--- The task ---
Reproduce the lines of the records below word for word, all of them, omitting the pictures from your copy.

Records
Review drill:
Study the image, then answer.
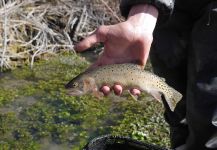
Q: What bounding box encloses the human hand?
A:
[75,5,158,95]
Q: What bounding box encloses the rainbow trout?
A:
[65,64,182,111]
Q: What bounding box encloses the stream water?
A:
[0,55,169,150]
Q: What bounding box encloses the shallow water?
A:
[0,55,169,150]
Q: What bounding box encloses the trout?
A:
[65,64,182,111]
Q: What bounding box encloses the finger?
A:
[75,26,109,52]
[130,89,141,96]
[100,86,111,95]
[113,84,123,95]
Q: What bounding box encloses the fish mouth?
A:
[67,89,84,96]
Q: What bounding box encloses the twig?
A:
[1,0,8,71]
[100,0,123,22]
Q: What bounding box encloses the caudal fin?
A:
[165,88,182,111]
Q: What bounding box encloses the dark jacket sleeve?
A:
[120,0,175,24]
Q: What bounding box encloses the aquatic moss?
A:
[0,54,169,150]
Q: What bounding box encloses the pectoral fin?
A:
[92,89,104,99]
[128,91,138,101]
[149,90,162,102]
[83,77,97,92]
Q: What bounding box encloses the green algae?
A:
[0,54,169,150]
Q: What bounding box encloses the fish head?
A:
[65,75,85,96]
[65,72,97,96]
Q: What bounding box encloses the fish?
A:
[65,63,182,111]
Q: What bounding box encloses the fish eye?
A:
[72,82,78,87]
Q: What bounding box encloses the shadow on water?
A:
[0,55,169,150]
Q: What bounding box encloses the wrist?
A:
[127,4,158,33]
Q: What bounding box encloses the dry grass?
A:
[0,0,121,70]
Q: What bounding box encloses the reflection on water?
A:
[0,56,169,150]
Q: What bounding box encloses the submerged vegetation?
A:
[0,55,169,150]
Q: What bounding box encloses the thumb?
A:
[75,26,109,52]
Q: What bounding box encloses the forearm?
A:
[127,4,158,33]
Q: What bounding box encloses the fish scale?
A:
[66,63,182,111]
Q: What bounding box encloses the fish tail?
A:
[165,88,182,111]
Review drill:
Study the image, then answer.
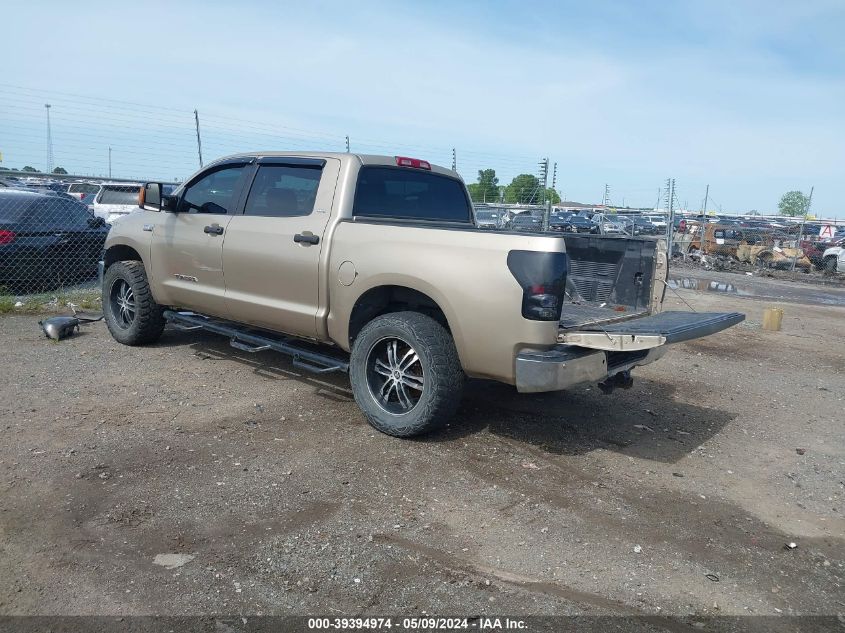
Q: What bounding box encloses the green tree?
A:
[467,169,499,202]
[778,191,810,217]
[541,188,560,204]
[505,174,543,204]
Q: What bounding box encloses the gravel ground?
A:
[0,284,845,615]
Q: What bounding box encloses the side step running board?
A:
[164,310,349,374]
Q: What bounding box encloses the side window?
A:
[244,165,322,218]
[179,165,246,215]
[28,198,90,229]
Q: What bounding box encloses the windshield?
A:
[97,186,138,205]
[0,196,33,224]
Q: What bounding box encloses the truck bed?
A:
[560,303,648,329]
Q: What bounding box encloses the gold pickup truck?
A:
[101,152,744,437]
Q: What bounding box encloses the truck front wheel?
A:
[103,261,165,345]
[349,312,464,437]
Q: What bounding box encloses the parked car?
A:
[475,209,505,229]
[0,189,108,292]
[591,213,625,235]
[822,246,845,273]
[94,183,141,224]
[510,212,543,231]
[102,152,744,437]
[631,215,666,235]
[67,182,103,200]
[549,214,599,233]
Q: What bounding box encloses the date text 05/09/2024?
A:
[308,616,527,631]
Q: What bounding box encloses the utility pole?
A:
[538,158,549,205]
[666,178,676,254]
[194,110,202,167]
[44,103,53,174]
[540,158,552,231]
[791,185,816,271]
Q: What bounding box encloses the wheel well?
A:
[103,244,142,268]
[349,286,450,347]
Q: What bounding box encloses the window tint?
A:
[179,165,246,215]
[0,195,34,224]
[25,198,91,229]
[244,165,322,218]
[67,182,100,193]
[97,186,140,205]
[352,167,472,223]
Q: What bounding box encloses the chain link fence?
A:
[0,185,109,297]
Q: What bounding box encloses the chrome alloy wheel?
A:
[367,337,425,415]
[109,279,135,330]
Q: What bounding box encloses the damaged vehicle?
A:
[101,152,744,437]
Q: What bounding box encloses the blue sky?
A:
[0,0,845,217]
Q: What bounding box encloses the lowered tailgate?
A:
[558,312,745,351]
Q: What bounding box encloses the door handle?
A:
[293,233,320,244]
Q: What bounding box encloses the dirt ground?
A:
[0,280,845,615]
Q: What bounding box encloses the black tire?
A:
[349,312,464,437]
[103,261,165,345]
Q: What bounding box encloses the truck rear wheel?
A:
[103,261,165,345]
[349,312,464,437]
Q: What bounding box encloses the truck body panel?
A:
[104,152,742,404]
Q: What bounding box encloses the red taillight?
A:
[396,156,431,170]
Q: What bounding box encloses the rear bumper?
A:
[516,345,666,393]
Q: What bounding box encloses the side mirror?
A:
[161,194,179,213]
[138,182,161,211]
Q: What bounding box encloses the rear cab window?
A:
[352,165,472,225]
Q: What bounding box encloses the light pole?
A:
[44,103,53,174]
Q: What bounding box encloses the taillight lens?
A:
[396,156,431,169]
[508,251,567,321]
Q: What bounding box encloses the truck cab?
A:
[102,152,742,436]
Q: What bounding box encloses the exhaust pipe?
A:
[598,369,634,395]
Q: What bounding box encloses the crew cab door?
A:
[144,160,250,317]
[223,158,340,338]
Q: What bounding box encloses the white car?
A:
[67,182,103,200]
[94,183,141,224]
[822,246,845,273]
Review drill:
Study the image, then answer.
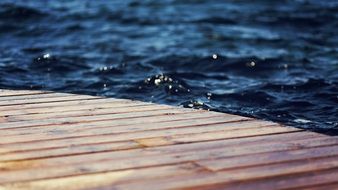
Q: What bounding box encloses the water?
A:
[0,0,338,134]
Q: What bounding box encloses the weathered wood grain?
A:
[0,90,338,190]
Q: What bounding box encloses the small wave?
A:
[0,3,48,20]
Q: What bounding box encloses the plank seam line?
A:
[0,102,154,117]
[0,108,209,130]
[0,96,104,107]
[0,128,304,163]
[0,157,338,187]
[0,105,185,124]
[0,116,254,145]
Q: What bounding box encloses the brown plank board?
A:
[0,90,338,190]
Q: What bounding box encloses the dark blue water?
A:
[0,0,338,133]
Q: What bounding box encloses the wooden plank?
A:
[0,127,314,156]
[105,157,338,189]
[0,93,72,102]
[0,99,153,117]
[0,90,338,190]
[0,134,338,180]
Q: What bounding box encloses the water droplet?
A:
[293,119,311,124]
[246,61,256,67]
[42,53,50,59]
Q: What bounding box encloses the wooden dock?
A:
[0,90,338,190]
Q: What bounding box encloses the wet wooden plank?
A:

--- Response ---
Review drill:
Study the image, then answer.
Q: What bounding box encloses the human hand?
A:
[75,5,158,95]
Q: What bounding box encloses the rainbow trout?
A:
[65,64,182,111]
Q: What bounding box encloses the stream water?
A:
[0,55,169,150]
Q: What bounding box encloses the shallow water?
A:
[0,55,169,150]
Q: What bounding box encloses the trout?
A:
[65,64,182,111]
Q: What bounding box encloses the finger?
A:
[75,26,109,52]
[130,89,141,96]
[100,86,111,95]
[113,84,123,95]
Q: What bounding box encloses the fish mouth?
A:
[67,89,84,96]
Q: What bounding box encloses the twig?
A:
[1,0,8,71]
[100,0,123,22]
Q: What bounding box encloses the caudal fin?
A:
[165,88,182,111]
Q: What bounding box encloses the dark jacket sleeve?
A:
[120,0,175,24]
Q: What bounding box encloses the aquatic moss?
A:
[0,54,169,150]
Q: What bounding box encloses the pectoral fin?
A:
[92,89,104,99]
[128,91,138,101]
[149,90,162,102]
[83,77,97,92]
Q: What bounding box encloses the green algae?
A:
[0,54,169,150]
Q: What bounding box encloses the fish head?
A:
[65,75,85,96]
[65,72,97,96]
Q: What bounding box encloses the fish?
A:
[65,63,182,111]
Q: What bounding box encloses the fish eye?
A:
[72,82,78,87]
Q: What bounding box encloses the shadow on water?
A:
[0,55,169,150]
Q: What bounding box encloses the wrist?
A:
[127,4,158,33]
Q: What bounding box encloses the dry grass?
A:
[0,0,121,70]
Q: What bounding box encloses the reflection on water?
A:
[0,56,169,150]
Q: What bounding box encloses the submerged vegetation?
A:
[0,55,169,150]
Q: What bounding box encloses the thumb?
A:
[75,26,109,52]
Q: What bounding box encloses the forearm?
A:
[127,4,158,33]
Q: What bounding box encloses the fish scale?
A:
[66,63,182,111]
Q: What bounding box encloses the fish tail?
A:
[165,88,182,111]
Review drill:
Study the image, then answer.
Q: What bounding box encloses the green tree?
A:
[467,169,499,202]
[778,191,810,217]
[541,188,560,204]
[505,174,543,204]
Q: What bounding box encloses the gravel ground?
A:
[0,284,845,615]
Q: What bounding box encloses the side step running board?
A:
[164,310,349,374]
Q: What bounding box encloses the side window?
A:
[244,165,322,218]
[179,165,246,215]
[28,198,90,229]
Q: What bounding box encloses the windshield?
A:
[97,186,138,205]
[0,196,33,224]
Q: What bounding box encloses the truck bed?
A:
[560,303,648,329]
Q: What bounding box encloses the gold pickup truck?
A:
[101,152,744,437]
Q: What bounding box encloses the truck front wheel?
A:
[103,261,165,345]
[349,312,464,437]
Q: What bounding box encloses the parked car?
A:
[475,209,505,229]
[0,189,108,292]
[591,213,625,235]
[822,246,845,273]
[94,183,141,224]
[510,212,543,231]
[102,152,744,437]
[631,215,666,235]
[67,182,103,200]
[549,214,599,233]
Q: What bounding box encloses the date text 05/09/2024?
A:
[308,616,527,631]
Q: What bounding box encloses the utility pole?
A:
[538,158,549,205]
[666,178,676,254]
[194,110,202,167]
[44,103,53,174]
[540,158,552,231]
[791,185,816,271]
Q: What bounding box encloses the wheel well?
A:
[103,244,142,268]
[349,286,450,347]
Q: What bounding box encloses the window tint?
A:
[179,165,246,215]
[0,195,34,224]
[25,198,91,229]
[244,165,322,218]
[67,182,100,193]
[97,186,140,205]
[352,167,472,223]
Q: What bounding box encloses the chain link fence?
A:
[0,185,109,297]
Q: What bounding box encloses the chrome alloy wheel?
A:
[367,337,425,415]
[109,279,135,330]
Q: What bounding box encloses the damaged vehicle?
A:
[101,152,744,437]
Q: What bounding box encloses the blue sky?
A:
[0,0,845,217]
Q: What bounding box encloses the lowered tailgate?
A:
[558,312,745,351]
Q: What bounding box encloses the door handle?
A:
[293,233,320,244]
Q: What bounding box encloses the dirt ground?
A:
[0,280,845,615]
Q: What bounding box encloses the black tire?
A:
[349,312,464,437]
[103,261,165,345]
Q: What bounding box encloses the truck rear wheel?
A:
[103,261,165,345]
[349,312,464,437]
Q: What bounding box encloses the truck body panel?
A:
[104,152,742,404]
Q: What bounding box encloses the red taillight?
A:
[396,156,431,170]
Q: What bounding box encloses the rear bumper?
A:
[516,345,666,393]
Q: What bounding box encloses the side mirror?
A:
[161,194,179,213]
[138,182,161,211]
Q: What bounding box encloses the rear cab window?
A:
[352,165,472,225]
Q: What bounding box encloses the light pole?
A:
[44,103,53,174]
Q: What bounding box encloses the taillight lens?
A:
[396,156,431,169]
[508,251,567,321]
Q: What bounding box encloses the truck cab?
A:
[102,152,742,436]
Q: What bounding box encloses the exhaust pipe?
A:
[598,369,634,395]
Q: What bounding box encloses the crew cab door?
A:
[144,160,250,317]
[223,158,340,338]
Q: What bounding box encloses the white car?
A:
[67,182,103,200]
[94,183,141,224]
[822,246,845,273]
Review drill:
Study the image, then answer.
Q: What bounding box encloses the water?
A:
[0,0,338,134]
Q: What bounding box encloses the weathered wood grain?
A:
[0,90,338,190]
Q: What bounding box encloses the small wave?
A:
[0,3,48,20]
Q: What bounding box encloses the plank seam line?
A:
[0,102,154,117]
[0,108,209,130]
[0,96,104,107]
[0,128,304,163]
[0,157,338,187]
[0,105,185,124]
[0,116,254,145]
Q: What bounding box encloses the brown plank board?
A:
[0,90,338,190]
Q: What bounding box encloses the dark blue water?
A:
[0,0,338,133]
Q: What bounding box encloses the wooden plank?
A:
[0,127,314,156]
[105,157,338,189]
[0,93,72,102]
[0,99,153,117]
[0,90,338,190]
[0,134,338,180]
Q: What bounding box encloses the water droplet?
A:
[293,119,311,124]
[246,61,256,67]
[42,53,50,59]
Q: What bounding box encloses the wooden dock?
A:
[0,90,338,190]
Q: What bounding box encloses the wet wooden plank?
A:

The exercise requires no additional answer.